Written exercise a: Please copy out the stretch of the entries from the line containing "Expected behavior: point out the white cream" through the end of the entries, leaving out the pictures.
━━━━━ Text block
Lately I have been thinking about the concept of sensitivity. The existence of “sensitive people”, an entity of its own kind, has been spoken of as a fact whereas I have rather been questioning the whole existence of such a fundamental trait. To me the ones I have thought to be included in “sensitive people” have appeared to be products of their environments and not so much inherently of a quality that others have less of.

During the past couple of months I have appeared in stark contrast to my partner. I have been going through some intense points that have required active work for me to walk through, and consequently I have been very emotional and worn out both physically and mentally, crying a lot and reacting strongly to the issues at hand. All the while I have been flipping out he has been quite stable, stoic even, to the point where his unemotionality becomes an issue for him, although that's another matter. The point here is, I now have empiric data that under these conditions I feel a whole fucking lot even though I've thought of myself as a relatively stable person, and that brings new light to the question of sensitivity.
━━━━━━━━━━
━━━━━ Data for the task
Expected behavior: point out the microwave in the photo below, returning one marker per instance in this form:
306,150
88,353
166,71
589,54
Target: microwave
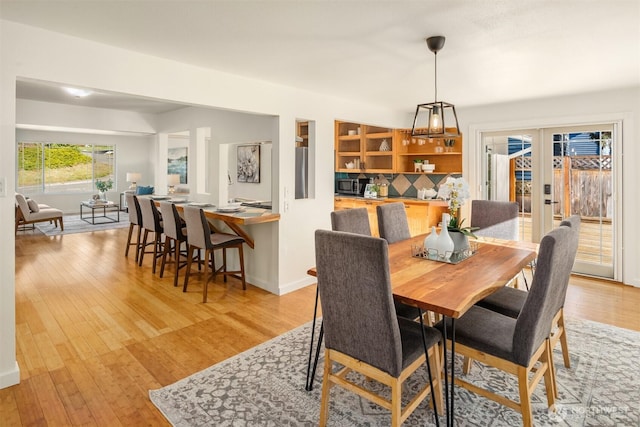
351,186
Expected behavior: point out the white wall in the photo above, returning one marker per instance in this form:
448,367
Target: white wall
600,107
28,52
255,191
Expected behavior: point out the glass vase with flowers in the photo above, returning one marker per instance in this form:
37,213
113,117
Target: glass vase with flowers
103,187
456,192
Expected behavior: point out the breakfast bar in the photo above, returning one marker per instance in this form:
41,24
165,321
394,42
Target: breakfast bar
246,216
235,220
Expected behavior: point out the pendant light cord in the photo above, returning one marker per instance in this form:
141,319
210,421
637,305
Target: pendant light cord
435,76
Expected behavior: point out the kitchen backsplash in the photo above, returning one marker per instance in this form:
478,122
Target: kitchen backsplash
401,185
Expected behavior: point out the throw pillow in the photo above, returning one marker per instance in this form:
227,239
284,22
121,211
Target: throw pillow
141,190
33,205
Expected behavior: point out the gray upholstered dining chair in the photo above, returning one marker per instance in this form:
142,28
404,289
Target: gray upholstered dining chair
135,224
510,301
351,221
495,219
498,220
151,223
200,236
519,346
363,333
175,233
393,225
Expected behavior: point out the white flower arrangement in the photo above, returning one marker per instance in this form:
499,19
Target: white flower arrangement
456,192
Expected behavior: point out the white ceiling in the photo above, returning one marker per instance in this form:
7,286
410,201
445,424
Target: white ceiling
373,51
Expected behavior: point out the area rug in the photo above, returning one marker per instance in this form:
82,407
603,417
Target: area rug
73,224
264,386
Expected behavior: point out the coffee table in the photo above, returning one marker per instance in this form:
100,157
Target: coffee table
105,206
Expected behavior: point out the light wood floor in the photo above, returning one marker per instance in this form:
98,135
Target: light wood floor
95,332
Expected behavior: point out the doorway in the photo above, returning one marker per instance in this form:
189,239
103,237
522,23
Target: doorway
554,173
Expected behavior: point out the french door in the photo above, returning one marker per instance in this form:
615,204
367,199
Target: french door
554,173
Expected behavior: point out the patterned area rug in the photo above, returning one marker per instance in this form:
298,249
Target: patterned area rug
264,386
73,224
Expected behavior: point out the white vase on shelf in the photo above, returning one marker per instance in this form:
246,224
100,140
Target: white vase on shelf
431,241
444,244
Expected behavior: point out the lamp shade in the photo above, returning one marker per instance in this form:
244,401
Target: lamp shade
134,176
435,120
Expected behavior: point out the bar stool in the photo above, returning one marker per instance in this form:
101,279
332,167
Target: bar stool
151,223
175,232
200,237
135,220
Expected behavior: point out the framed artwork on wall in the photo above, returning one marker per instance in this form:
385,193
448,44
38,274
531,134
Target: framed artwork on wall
177,161
249,163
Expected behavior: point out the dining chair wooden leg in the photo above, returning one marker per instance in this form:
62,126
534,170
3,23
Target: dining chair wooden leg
224,264
126,251
525,396
563,339
167,248
209,255
466,365
550,379
143,246
241,257
139,235
552,369
176,256
190,250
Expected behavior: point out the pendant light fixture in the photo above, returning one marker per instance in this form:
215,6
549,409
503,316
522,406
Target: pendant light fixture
431,119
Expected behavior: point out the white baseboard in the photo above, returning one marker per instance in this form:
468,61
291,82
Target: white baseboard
11,377
298,284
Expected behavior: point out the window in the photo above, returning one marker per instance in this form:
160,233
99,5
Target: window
49,167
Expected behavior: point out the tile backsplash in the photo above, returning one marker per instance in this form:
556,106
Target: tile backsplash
402,185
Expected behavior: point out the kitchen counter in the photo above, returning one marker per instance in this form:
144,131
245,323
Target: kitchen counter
235,220
421,214
391,199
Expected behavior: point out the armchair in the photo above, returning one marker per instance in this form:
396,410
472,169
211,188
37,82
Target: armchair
30,212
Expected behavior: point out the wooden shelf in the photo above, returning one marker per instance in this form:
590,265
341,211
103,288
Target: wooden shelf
365,146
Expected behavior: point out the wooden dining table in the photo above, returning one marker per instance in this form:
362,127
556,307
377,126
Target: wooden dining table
451,289
234,220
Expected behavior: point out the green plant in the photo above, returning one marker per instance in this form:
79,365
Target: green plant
103,186
456,192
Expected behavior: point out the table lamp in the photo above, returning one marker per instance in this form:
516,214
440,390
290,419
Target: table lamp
172,181
133,178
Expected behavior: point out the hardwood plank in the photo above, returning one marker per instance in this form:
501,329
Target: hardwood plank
95,334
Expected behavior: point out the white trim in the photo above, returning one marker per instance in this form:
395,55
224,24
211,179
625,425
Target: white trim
298,284
623,133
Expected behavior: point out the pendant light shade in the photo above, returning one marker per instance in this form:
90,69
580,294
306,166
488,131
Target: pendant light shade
435,119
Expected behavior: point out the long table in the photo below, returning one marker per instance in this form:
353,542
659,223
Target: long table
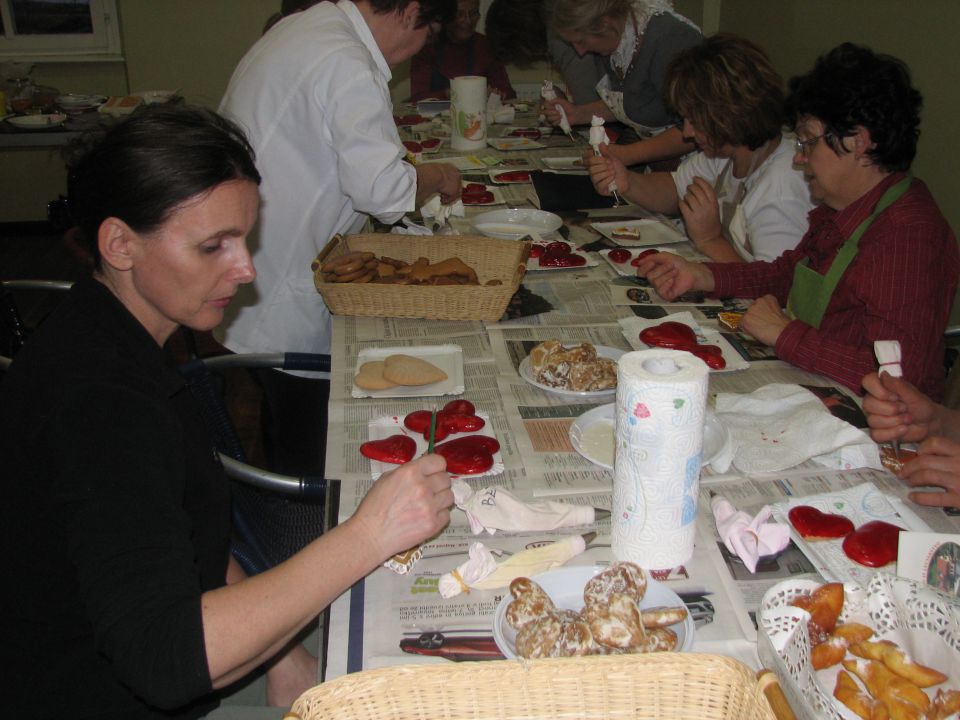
370,623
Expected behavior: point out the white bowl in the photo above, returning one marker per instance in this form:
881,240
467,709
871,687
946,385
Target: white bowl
565,587
514,223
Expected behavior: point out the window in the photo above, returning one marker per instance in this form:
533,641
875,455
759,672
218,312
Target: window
59,29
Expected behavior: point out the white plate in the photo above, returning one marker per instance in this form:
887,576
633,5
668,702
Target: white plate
565,587
383,427
514,223
448,358
602,350
631,328
514,144
652,232
37,122
592,435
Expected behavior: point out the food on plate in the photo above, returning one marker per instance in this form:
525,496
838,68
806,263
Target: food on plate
873,544
409,370
469,455
730,320
578,368
813,524
456,416
680,336
370,377
396,449
824,606
611,620
834,648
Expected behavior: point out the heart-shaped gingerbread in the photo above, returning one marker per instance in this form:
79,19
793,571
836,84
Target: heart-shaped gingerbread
873,544
812,524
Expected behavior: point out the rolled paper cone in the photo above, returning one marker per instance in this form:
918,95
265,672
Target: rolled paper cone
659,414
468,112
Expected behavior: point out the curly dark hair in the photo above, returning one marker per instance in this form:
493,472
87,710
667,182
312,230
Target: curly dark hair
517,31
728,89
853,86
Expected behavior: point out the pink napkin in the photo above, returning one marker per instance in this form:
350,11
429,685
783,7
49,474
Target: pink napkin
748,538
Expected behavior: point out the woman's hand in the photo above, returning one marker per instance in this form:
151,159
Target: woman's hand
701,214
407,505
938,465
671,275
606,169
765,320
896,410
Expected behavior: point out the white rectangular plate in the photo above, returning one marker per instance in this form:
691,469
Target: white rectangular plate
383,427
448,358
652,232
631,328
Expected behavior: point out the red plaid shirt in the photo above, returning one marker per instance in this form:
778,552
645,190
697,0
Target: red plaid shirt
900,286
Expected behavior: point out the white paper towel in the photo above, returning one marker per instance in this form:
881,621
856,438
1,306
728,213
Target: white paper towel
661,403
468,112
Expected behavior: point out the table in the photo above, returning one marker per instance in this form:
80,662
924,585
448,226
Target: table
369,622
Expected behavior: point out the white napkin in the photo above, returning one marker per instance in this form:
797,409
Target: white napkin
749,538
548,94
482,572
782,425
494,508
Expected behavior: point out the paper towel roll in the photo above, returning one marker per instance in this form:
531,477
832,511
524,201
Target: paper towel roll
661,401
468,112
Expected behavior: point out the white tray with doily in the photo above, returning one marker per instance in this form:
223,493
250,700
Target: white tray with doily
921,620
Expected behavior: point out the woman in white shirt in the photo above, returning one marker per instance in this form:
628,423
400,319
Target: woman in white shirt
740,196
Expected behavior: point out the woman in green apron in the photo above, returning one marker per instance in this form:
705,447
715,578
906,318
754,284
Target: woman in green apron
637,39
879,261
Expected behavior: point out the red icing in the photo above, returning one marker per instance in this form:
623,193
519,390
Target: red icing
873,544
814,524
396,449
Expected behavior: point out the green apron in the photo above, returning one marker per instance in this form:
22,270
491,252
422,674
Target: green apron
811,292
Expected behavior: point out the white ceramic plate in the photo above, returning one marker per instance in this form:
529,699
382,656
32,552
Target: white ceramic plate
592,435
37,122
514,144
383,427
652,232
514,223
602,350
565,587
448,358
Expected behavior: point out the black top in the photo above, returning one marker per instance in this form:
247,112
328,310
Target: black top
115,518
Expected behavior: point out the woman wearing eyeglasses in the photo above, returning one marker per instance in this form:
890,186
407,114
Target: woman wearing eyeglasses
459,50
879,261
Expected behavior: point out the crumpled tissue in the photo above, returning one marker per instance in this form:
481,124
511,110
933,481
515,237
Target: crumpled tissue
749,538
494,508
481,571
781,425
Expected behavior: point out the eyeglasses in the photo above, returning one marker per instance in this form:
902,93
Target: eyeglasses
804,147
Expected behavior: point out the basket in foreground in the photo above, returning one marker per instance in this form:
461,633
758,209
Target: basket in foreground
492,259
678,686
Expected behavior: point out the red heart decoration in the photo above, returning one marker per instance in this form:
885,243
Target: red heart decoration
670,334
812,524
396,449
873,544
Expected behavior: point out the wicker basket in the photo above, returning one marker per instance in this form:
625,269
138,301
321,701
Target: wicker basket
661,686
493,259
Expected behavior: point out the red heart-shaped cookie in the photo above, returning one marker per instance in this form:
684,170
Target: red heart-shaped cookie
812,524
873,544
396,449
670,334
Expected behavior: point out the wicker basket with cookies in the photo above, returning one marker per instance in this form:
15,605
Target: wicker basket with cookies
463,277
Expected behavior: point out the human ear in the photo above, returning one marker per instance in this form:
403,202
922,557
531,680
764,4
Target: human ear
115,240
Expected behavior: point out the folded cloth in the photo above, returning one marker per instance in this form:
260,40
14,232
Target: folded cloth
481,571
748,538
781,425
494,508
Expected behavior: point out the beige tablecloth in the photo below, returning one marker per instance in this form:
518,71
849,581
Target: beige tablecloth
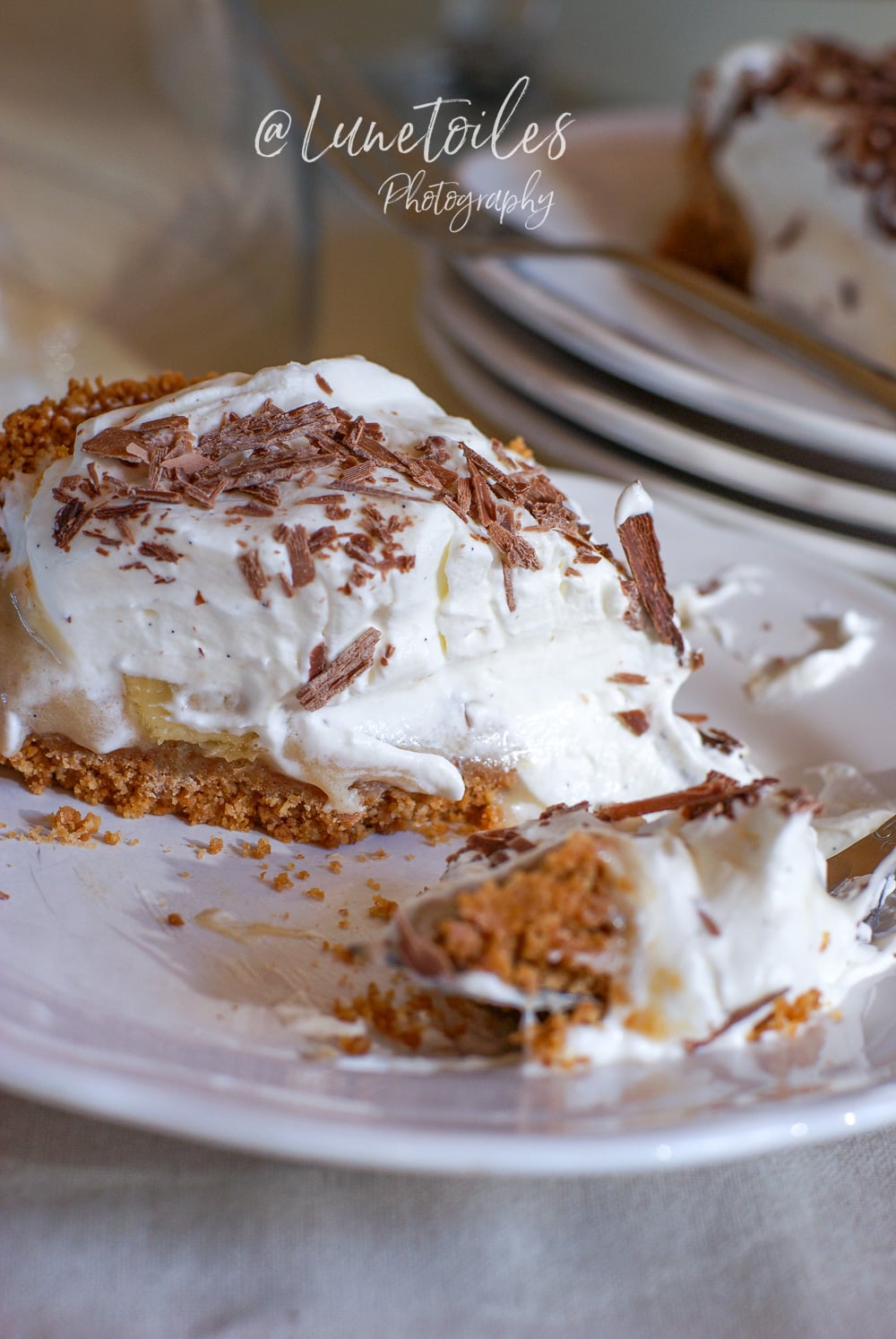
108,1233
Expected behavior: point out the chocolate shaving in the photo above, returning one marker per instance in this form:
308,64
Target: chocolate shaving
316,661
349,664
251,509
418,954
482,505
635,721
717,789
638,537
719,739
254,572
514,550
68,521
151,549
509,593
295,539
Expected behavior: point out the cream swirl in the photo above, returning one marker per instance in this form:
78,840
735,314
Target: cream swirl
351,604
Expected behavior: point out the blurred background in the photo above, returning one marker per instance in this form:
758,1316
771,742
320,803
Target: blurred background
138,228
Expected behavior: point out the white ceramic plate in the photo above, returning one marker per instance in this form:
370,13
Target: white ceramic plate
560,442
582,395
620,179
108,1008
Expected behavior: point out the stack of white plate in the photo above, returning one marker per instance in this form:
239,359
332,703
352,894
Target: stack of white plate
601,374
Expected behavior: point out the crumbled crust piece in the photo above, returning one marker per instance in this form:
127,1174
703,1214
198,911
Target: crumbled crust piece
34,436
787,1015
177,778
544,927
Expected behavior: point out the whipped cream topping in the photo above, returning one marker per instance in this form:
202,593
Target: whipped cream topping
823,251
347,624
728,910
841,644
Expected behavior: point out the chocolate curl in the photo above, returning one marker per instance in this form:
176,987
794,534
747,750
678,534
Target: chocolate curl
638,537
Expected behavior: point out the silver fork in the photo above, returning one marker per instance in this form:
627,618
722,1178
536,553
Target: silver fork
322,86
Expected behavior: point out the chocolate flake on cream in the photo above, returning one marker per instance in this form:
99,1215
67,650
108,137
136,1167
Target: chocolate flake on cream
254,572
635,721
254,454
715,793
638,537
349,664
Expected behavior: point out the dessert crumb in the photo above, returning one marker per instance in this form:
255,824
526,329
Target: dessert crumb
382,908
787,1015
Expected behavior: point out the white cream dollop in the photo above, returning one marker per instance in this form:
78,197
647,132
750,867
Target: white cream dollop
458,674
728,910
817,252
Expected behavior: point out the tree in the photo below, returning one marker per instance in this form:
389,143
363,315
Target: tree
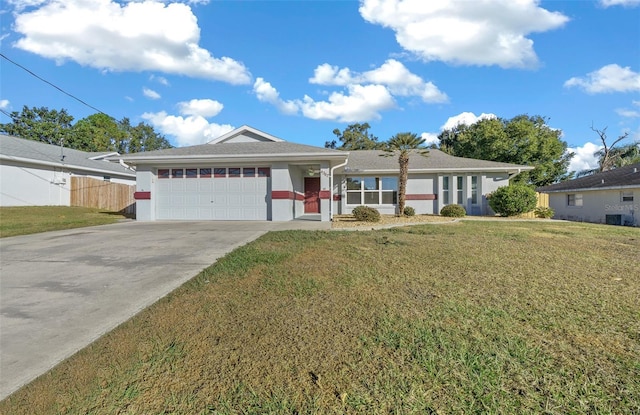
━━━━━━━━━━
Written exercise b: Write what comes next in the essay on sensitivity, picking up after its final sentence.

Answer a:
Expected behavior: point out the white cream dollop in the photo above, returning one marker per instance in this form:
78,197
647,132
750,867
Target: white cream dollop
458,674
728,910
817,252
Expected behavior: point out the tree in the photo below, returning one marker per instance in this form:
389,143
363,315
Target: tree

Answer b:
I haven't really wanted to think of sensitivity – the ability to feel emotions oneself and to empathize with those of others – as a special trait. I've really more thought of it as something that others have practiced to enhance and others have practiced to extinguish. I'm thinking I might have been wrong about this. Maybe there are in fact inherent differences to people feeling things and picking up on messages around them; maybe our brains are wired differently. Every now and then when I share something I have felt or experienced I get confused responses, and I have interpreted them to mean that these people have not allowed themselves to feel those things in their lives in order to be able to empathize with me. What if they simply have never experienced that kind of a feeling at all? What if there are people who, as opposed to my anxiety-painted existence, have lived their lives mostly emotionally blank?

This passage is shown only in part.